__Directions__: From the line containing "the white sugar bowl" down to the last line of the records below, copy every line exactly. Leave out everything before it.

__Listed records__:
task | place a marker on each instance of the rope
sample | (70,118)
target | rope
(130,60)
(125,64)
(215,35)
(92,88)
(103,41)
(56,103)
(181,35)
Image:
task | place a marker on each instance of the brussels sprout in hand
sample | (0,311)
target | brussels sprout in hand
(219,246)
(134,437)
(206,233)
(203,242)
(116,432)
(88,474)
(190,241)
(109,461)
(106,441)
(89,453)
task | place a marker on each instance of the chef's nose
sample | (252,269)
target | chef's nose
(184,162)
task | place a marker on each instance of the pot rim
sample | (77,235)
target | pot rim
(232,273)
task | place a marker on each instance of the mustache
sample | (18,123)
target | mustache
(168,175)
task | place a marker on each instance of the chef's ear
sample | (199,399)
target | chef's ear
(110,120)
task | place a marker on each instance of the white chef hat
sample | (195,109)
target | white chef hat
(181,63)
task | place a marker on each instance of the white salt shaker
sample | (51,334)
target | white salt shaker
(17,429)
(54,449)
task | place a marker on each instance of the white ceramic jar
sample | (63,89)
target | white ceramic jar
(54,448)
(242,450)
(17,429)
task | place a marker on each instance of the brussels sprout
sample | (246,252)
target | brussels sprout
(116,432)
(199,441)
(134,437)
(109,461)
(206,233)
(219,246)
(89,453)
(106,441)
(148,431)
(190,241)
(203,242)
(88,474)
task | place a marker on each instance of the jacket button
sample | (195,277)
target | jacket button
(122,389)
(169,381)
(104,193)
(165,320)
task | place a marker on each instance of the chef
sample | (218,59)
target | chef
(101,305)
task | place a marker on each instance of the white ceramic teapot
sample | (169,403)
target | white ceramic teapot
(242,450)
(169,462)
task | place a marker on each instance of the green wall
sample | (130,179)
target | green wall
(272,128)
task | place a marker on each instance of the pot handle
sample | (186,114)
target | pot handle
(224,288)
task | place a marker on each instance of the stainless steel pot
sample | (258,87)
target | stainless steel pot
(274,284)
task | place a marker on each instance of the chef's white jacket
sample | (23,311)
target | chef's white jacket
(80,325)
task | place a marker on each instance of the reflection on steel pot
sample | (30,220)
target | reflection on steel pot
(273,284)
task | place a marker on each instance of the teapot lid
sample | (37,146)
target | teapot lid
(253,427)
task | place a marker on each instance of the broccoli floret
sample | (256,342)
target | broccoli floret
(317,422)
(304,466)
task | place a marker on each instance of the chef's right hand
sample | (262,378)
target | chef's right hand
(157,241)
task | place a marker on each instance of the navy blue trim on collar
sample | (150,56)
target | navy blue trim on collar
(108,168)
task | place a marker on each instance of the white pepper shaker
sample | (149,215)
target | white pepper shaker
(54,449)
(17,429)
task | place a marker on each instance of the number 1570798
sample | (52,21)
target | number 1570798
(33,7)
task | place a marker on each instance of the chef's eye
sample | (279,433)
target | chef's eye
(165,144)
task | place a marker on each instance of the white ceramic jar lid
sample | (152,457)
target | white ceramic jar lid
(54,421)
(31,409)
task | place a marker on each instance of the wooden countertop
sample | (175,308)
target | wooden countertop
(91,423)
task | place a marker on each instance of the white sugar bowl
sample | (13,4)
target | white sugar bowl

__Exercise solution__:
task | place a marker on each instance of the white sugar bowl
sample | (13,4)
target | white sugar bowl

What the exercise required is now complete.